**Text shown**
BEGIN
Elsevier

Atmospheric Research

Volume 262, November 2021, 105779
Atmospheric Research

Impact of surface roughness parameterizations on tropical cyclone simulations over the Bay of Bengal using WRF-OML model

https://doi.org/10.1016/j.atmosres.2021.105779Get rights and content

Highlights

  • Dynamic variations in surface drag improves on the prediction of pre-monsoon cyclones.

  • Post-monsoon storms are highly sensitive to the variations in moist enthalpy coefficients.

  • Storm induced ocean response is sensitive to changes in surface drag and enthalpy coefficients.

  • Garratt based enthalpy coefficients better capture the variations in moisture budget parameters.
END
**Directions for this task**
Quote word for word the part of the tropical cyclone article page starting with "Impact of surface" and going on through "moisture budget parameters.".

**Provided material**
BEGIN
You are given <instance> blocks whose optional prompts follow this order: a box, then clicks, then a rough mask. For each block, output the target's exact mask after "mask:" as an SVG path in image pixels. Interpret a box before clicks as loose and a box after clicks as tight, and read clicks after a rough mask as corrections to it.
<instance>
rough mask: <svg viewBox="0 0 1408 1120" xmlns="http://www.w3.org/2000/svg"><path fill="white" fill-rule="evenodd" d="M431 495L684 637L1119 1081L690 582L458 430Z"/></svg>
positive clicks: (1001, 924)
END
**Response to the exercise**
Impact of surface roughness parameterizations on tropical cyclone simulations over the Bay of Bengal using WRF-OML model

https://doi.org/10.1016/j.atmosres.2021.105779Get rights and content

Highlights

  • Dynamic variations in surface drag improves on the prediction of pre-monsoon cyclones.

  • Post-monsoon storms are highly sensitive to the variations in moist enthalpy coefficients.

  • Storm induced ocean response is sensitive to changes in surface drag and enthalpy coefficients.

  • Garratt based enthalpy coefficients better capture the variations in moisture budget parameters.